Along the way… a robust independent media, and grass-roots network exposed deep corruption among local elites, scandal, and repressive government regimes managing the dispossession of the region’s poor Indigenous Peoples and persons along the Rio Grande's banks.

One year later…approximately eighty landowners continue to litigate their ancestral and communal land claims along the Texas-Mexico border. Success is measured in Chertoff's failures to wall in the resisting communities. Their firm resistances--based in living their daily lives and developing new strategies borrowed from older generations, from coalitions with like-minded grass roots Indigneous persons and groups; and working with allied media, law, grassroots, NGO's, nonprofits, faith-based communities, immigrant rights communities has enlarged the capacity of the prayer. Resistance and ceremony take on new meanings as the struggle continues.

Faith v. Greed...The new layer of corruption, beyond 'holes in the wall', is 'rigged jury system' and 'corrupt appraiser racket', whereby the U.S. and local industry leaders have attempted to shut out any possibility of a fair jury trial for litigants. 'Not on my shift', is fundamentally the message issued from Judge Hanen, in a ruling yesterday. Empaneled jurors will prevail, at least, as long as the resistance to oppressive government and industries continues.

Some of the land claims, such as Eloisa Garcia Tamez’, pre-date the United States as a sovereign nation, and are directly connected to Lipan Apache (Nde') peoples' struggles against forced colonization and dispossession by Spain, Texas, Mexico and the U.S. The Indigenous Peoples rights to exist as self-determining communities is gaining traction, in a region with a history of slavery, Jim Crow, hacendado culture, and harsh repression. In the face of increasing public criticism of the border wall, and claims of human rights violations before the Inter-American Commission/OAS, Indigenous Peoples are reframing and redefining the border wall conflict. We are organizing our networks around a framework of ‘Indigenous Peoples & Principles.’

:::

> [WRITTEN TASKS]
- a) Reproduce the passage above on resistance to the border wall verbatim, from start to finish.
- b) From the listing below, extract every line that contains the string "ocean".

:::

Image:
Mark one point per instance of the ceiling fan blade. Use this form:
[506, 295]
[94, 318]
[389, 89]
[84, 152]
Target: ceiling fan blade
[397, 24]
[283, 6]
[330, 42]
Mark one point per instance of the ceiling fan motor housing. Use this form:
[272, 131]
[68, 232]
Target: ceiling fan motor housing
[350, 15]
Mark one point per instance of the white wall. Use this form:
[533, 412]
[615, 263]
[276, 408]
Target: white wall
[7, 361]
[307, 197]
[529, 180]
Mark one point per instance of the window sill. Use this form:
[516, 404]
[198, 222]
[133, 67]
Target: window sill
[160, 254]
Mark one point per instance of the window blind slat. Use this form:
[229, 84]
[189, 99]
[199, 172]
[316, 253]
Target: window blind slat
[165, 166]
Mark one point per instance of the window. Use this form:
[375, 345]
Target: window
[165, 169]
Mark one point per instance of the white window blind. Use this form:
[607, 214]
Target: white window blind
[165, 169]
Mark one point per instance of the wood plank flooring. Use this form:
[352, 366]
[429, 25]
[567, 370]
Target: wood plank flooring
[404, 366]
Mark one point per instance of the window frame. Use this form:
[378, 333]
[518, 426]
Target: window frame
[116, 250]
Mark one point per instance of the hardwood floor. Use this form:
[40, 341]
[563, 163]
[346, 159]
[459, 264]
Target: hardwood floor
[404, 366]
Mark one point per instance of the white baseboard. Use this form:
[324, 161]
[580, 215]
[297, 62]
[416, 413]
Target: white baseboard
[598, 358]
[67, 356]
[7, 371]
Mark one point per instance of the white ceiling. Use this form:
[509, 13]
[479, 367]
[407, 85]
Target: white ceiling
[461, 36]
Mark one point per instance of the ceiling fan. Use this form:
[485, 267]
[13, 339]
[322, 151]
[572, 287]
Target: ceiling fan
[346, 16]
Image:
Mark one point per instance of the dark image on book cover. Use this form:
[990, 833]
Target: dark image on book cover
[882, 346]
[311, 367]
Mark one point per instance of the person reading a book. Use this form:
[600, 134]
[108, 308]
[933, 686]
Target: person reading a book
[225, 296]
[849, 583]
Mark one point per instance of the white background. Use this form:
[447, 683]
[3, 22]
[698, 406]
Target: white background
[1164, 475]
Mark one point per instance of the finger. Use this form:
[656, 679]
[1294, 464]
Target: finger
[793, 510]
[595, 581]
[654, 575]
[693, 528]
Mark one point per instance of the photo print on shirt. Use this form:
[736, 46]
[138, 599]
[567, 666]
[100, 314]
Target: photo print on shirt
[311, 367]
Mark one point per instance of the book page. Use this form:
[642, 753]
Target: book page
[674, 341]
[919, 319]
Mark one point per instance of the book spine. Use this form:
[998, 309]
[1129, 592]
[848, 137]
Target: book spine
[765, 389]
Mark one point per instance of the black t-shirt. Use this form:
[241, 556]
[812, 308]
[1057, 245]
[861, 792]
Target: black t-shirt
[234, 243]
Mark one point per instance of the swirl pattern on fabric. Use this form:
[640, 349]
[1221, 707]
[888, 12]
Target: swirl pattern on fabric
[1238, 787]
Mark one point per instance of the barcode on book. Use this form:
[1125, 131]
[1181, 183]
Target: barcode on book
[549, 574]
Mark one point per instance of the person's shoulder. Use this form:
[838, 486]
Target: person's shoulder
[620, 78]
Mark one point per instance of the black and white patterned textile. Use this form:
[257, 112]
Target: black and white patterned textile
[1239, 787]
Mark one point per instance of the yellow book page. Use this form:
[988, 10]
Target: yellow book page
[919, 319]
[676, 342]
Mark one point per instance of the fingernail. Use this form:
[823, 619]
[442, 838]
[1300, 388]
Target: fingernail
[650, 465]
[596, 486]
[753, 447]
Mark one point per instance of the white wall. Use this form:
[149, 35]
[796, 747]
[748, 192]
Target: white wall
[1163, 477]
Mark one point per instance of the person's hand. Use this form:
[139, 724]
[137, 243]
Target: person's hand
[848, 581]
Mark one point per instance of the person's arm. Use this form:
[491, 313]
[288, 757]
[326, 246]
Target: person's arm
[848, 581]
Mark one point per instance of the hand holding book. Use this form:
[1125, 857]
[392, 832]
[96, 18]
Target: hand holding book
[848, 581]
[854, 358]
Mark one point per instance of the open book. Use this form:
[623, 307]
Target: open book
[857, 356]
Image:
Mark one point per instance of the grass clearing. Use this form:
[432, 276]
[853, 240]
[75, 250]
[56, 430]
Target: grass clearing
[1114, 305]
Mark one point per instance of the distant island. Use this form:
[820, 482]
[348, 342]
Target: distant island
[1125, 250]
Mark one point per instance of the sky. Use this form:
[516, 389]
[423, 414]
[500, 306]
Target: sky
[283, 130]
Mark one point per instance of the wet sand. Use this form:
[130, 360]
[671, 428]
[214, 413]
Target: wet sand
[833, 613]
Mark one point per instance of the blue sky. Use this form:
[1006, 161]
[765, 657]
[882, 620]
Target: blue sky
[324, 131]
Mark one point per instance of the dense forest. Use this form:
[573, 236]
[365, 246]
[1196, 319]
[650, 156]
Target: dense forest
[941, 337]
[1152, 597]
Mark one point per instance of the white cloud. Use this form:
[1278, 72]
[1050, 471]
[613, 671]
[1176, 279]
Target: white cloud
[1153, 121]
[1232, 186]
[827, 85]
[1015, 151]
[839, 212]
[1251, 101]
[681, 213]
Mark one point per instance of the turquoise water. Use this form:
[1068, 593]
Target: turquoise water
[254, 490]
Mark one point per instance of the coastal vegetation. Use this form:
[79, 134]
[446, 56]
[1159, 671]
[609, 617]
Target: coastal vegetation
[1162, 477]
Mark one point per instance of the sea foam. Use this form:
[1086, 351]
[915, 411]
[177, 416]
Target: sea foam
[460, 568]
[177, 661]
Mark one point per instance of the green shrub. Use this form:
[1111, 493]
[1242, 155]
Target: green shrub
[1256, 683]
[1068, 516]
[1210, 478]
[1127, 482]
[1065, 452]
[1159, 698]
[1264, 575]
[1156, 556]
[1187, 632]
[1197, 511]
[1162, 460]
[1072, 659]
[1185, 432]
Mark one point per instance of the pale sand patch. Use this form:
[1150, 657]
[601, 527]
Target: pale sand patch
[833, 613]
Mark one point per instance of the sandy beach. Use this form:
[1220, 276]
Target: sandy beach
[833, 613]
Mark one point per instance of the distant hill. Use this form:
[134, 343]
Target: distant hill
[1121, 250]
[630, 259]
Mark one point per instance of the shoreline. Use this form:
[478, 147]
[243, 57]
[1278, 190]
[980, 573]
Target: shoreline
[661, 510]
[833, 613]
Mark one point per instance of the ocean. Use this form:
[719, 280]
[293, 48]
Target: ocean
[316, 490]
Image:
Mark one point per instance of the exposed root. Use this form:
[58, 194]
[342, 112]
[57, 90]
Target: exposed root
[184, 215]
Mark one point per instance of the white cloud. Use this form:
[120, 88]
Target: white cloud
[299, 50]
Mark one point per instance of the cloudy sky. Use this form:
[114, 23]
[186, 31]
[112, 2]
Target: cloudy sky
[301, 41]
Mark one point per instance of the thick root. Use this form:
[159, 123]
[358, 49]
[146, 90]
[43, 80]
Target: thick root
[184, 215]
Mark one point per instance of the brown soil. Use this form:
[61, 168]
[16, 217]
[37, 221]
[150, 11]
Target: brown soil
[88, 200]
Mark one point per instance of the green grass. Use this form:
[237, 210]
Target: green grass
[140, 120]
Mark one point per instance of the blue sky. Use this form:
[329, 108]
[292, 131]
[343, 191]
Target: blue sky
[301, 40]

:::

> [COMPLETED EXERCISE]
- a)
Along the way… a robust independent media, and grass-roots network exposed deep corruption among local elites, scandal, and repressive government regimes managing the dispossession of the region’s poor Indigenous Peoples and persons along the Rio Grande's banks.

One year later…approximately eighty landowners continue to litigate their ancestral and communal land claims along the Texas-Mexico border. Success is measured in Chertoff's failures to wall in the resisting communities. Their firm resistances--based in living their daily lives and developing new strategies borrowed from older generations, from coalitions with like-minded grass roots Indigneous persons and groups; and working with allied media, law, grassroots, NGO's, nonprofits, faith-based communities, immigrant rights communities has enlarged the capacity of the prayer. Resistance and ceremony take on new meanings as the struggle continues.

Faith v. Greed...The new layer of corruption, beyond 'holes in the wall', is 'rigged jury system' and 'corrupt appraiser racket', whereby the U.S. and local industry leaders have attempted to shut out any possibility of a fair jury trial for litigants. 'Not on my shift', is fundamentally the message issued from Judge Hanen, in a ruling yesterday. Empaneled jurors will prevail, at least, as long as the resistance to oppressive government and industries continues.

Some of the land claims, such as Eloisa Garcia Tamez’, pre-date the United States as a sovereign nation, and are directly connected to Lipan Apache (Nde') peoples' struggles against forced colonization and dispossession by Spain, Texas, Mexico and the U.S. The Indigenous Peoples rights to exist as self-determining communities is gaining traction, in a region with a history of slavery, Jim Crow, hacendado culture, and harsh repression. In the face of increasing public criticism of the border wall, and claims of human rights violations before the Inter-American Commission/OAS, Indigenous Peoples are reframing and redefining the border wall conflict. We are organizing our networks around a framework of ‘Indigenous Peoples & Principles.’

- b)
Mark one point per instance of the ocean. Use this form:
Target: ocean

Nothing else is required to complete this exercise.